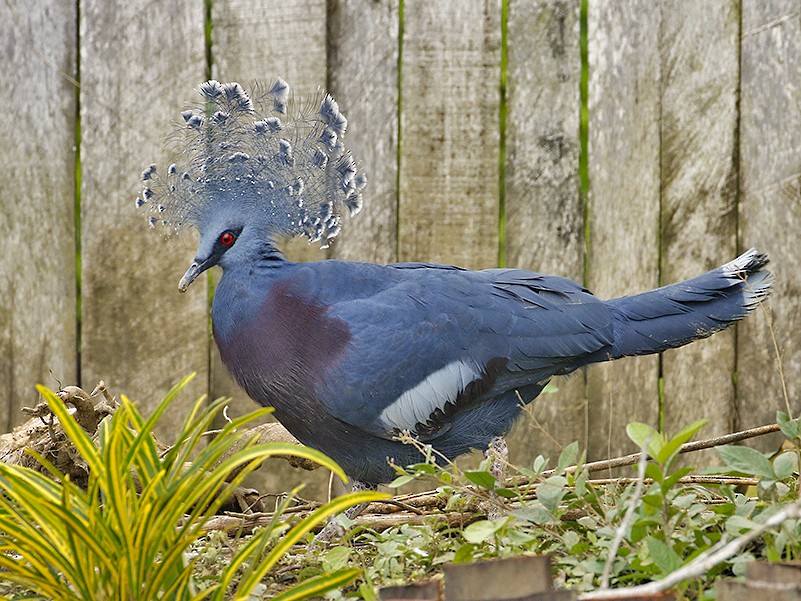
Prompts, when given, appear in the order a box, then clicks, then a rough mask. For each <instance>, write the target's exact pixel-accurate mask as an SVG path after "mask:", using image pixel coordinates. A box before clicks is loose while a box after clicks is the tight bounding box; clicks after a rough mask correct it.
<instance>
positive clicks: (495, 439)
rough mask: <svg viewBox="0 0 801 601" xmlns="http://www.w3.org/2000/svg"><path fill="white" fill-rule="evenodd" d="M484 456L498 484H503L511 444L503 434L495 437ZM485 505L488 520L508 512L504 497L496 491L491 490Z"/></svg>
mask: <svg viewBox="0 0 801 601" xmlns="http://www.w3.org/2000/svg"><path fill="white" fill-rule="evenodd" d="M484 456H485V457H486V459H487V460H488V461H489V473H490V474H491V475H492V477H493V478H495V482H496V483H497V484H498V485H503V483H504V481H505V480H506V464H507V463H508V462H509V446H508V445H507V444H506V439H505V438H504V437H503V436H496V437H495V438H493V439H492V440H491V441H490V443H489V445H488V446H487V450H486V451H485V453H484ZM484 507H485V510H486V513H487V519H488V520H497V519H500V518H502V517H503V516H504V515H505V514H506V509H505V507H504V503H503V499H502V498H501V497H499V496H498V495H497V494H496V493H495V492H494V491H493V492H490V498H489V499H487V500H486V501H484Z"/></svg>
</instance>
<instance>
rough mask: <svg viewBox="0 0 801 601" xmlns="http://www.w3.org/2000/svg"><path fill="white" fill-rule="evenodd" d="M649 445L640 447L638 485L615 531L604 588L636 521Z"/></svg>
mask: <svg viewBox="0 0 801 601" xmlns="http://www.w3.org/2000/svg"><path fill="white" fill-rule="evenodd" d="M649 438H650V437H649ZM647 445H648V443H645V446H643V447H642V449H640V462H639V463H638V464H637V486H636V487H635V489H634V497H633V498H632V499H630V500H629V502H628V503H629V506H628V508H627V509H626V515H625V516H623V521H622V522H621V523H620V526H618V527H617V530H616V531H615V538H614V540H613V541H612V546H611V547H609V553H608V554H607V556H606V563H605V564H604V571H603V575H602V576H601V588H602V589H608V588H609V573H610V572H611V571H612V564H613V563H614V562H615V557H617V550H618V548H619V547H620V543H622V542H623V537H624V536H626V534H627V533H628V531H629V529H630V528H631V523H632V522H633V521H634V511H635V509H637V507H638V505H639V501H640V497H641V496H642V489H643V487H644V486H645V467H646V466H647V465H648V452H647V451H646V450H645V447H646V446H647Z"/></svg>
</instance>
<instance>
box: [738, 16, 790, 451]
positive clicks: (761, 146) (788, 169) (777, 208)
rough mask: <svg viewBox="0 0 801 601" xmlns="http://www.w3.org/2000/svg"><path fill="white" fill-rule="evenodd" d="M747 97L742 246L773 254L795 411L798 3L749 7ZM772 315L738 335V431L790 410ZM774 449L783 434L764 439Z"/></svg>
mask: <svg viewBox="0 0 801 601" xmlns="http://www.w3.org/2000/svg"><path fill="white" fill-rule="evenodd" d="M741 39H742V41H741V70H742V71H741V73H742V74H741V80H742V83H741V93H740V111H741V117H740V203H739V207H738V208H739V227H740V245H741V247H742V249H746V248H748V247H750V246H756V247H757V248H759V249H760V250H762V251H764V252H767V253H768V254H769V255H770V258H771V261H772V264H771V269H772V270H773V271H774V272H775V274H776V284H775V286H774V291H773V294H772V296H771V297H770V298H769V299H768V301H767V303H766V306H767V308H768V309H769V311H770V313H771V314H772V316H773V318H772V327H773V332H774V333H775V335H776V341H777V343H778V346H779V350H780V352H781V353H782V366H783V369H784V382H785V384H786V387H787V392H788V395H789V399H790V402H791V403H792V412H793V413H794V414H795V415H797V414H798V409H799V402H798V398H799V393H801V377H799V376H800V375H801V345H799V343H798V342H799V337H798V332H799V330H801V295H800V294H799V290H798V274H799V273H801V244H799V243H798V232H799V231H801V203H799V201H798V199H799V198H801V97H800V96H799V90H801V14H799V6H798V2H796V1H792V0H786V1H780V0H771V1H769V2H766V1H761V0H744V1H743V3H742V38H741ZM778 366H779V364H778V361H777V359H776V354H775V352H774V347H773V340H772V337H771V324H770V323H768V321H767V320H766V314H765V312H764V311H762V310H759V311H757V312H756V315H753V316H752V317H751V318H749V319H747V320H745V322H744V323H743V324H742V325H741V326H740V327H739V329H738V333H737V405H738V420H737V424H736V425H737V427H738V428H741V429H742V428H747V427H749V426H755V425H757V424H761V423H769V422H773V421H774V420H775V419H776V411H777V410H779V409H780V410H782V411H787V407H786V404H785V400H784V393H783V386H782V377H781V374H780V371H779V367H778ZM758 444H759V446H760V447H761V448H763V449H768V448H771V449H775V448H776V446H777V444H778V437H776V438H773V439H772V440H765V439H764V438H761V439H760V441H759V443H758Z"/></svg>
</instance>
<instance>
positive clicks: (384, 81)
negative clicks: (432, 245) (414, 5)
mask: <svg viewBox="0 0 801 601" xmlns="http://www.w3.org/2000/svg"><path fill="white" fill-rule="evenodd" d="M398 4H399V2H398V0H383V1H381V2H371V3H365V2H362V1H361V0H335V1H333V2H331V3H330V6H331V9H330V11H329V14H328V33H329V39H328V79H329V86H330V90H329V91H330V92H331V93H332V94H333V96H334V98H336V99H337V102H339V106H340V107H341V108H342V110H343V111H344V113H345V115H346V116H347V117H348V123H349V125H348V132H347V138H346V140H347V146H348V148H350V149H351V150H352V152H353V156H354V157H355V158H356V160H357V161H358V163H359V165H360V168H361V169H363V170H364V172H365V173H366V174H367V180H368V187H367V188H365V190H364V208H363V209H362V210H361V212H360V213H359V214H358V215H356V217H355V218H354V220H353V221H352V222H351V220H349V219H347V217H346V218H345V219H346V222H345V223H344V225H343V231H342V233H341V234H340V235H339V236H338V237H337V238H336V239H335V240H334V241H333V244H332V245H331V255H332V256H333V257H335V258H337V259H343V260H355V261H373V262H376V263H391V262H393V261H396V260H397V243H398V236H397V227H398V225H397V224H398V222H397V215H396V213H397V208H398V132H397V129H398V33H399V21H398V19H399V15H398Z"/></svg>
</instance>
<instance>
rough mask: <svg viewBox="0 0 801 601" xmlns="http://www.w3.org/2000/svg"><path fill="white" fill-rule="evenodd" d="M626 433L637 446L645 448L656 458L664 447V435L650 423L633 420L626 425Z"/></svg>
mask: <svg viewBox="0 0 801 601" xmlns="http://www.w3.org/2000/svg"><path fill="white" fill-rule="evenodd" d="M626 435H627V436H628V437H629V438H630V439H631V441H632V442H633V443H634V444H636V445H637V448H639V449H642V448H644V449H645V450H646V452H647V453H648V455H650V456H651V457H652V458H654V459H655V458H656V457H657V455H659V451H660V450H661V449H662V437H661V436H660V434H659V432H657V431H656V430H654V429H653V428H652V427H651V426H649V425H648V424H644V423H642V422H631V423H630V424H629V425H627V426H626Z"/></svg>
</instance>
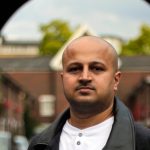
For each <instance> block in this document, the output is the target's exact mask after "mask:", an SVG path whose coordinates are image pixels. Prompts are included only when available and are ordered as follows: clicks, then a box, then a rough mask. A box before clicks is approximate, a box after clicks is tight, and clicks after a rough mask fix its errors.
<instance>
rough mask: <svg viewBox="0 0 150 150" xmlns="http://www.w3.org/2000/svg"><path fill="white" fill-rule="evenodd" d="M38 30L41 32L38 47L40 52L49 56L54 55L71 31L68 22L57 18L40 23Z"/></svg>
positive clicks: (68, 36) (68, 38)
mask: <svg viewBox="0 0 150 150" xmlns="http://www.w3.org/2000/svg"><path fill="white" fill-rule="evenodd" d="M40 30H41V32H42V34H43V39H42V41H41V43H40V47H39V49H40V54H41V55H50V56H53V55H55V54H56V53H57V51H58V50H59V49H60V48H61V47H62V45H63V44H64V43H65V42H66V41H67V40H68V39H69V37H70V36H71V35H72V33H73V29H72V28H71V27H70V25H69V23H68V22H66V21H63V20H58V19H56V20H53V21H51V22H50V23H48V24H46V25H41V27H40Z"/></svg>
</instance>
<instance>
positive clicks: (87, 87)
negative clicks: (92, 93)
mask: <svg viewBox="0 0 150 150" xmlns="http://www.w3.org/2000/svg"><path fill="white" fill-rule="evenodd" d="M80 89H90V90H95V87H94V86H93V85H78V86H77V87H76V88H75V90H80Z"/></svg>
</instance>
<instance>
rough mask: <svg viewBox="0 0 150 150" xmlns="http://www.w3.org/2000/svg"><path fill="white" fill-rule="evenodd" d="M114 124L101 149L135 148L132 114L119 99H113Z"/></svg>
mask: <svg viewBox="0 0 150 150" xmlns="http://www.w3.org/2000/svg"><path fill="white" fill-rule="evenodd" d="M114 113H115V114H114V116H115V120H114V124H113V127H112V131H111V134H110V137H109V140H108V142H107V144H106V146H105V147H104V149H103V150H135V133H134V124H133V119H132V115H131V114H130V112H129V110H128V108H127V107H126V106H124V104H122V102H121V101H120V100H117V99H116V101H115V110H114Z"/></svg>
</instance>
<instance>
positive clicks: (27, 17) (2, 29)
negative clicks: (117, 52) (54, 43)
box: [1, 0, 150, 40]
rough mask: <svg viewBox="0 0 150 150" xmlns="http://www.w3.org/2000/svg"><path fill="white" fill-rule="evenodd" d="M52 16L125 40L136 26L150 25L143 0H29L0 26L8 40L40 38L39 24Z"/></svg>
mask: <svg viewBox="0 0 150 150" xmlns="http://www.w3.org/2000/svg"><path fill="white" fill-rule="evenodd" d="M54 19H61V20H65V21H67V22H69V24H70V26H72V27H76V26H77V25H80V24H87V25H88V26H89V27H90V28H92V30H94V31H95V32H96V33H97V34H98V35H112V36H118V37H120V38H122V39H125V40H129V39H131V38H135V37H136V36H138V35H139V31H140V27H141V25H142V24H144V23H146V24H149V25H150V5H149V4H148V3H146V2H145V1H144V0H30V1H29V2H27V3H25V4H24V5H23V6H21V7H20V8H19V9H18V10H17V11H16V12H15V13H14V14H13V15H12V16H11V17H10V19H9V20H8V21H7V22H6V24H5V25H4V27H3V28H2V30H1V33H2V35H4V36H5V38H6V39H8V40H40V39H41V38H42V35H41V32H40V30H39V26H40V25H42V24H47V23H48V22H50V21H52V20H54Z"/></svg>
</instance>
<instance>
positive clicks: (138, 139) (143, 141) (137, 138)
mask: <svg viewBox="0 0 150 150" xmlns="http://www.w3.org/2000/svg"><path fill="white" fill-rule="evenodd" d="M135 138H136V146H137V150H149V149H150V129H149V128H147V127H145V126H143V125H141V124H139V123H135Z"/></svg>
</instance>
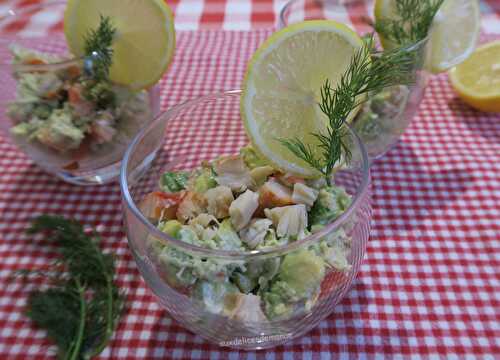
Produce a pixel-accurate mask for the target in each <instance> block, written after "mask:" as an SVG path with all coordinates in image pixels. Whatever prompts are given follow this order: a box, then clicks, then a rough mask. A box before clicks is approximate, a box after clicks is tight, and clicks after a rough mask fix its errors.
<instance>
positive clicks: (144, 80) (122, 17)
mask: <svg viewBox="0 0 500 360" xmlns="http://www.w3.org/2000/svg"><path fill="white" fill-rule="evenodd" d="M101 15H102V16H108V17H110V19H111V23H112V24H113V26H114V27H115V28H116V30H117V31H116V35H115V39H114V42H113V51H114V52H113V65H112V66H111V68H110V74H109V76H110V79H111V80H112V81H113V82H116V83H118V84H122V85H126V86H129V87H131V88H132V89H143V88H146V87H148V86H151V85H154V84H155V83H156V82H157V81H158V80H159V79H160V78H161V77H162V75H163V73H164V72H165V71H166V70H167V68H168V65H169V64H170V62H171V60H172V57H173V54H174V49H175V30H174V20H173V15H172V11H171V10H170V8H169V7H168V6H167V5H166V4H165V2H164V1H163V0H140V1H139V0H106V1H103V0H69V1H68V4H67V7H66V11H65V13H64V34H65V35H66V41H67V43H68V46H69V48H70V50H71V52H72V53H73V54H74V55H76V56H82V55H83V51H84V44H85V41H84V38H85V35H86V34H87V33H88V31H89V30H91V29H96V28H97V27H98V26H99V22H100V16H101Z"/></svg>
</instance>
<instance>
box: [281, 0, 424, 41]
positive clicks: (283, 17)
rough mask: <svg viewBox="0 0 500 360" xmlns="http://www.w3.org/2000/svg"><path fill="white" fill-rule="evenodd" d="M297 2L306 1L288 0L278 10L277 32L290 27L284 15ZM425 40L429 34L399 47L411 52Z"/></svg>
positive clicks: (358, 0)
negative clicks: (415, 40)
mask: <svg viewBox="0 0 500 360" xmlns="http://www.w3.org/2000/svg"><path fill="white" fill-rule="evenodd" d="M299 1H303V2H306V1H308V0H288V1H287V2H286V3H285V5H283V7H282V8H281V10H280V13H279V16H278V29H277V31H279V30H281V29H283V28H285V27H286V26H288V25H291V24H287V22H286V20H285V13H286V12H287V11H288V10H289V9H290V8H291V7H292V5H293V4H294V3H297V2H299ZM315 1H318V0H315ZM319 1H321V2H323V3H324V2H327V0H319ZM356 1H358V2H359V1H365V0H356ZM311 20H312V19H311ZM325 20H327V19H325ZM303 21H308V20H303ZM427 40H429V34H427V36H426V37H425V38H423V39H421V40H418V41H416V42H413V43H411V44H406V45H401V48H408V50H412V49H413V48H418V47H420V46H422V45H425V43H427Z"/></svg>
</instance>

━━━━━━━━━━━━━━━━━━━━

▶ [Problem description]: How many lines of the listing above contain the string "negative"? Case counts, so a different capitalization doesn't match. Reply with the number alone.

▶ [Output for this exercise]: 4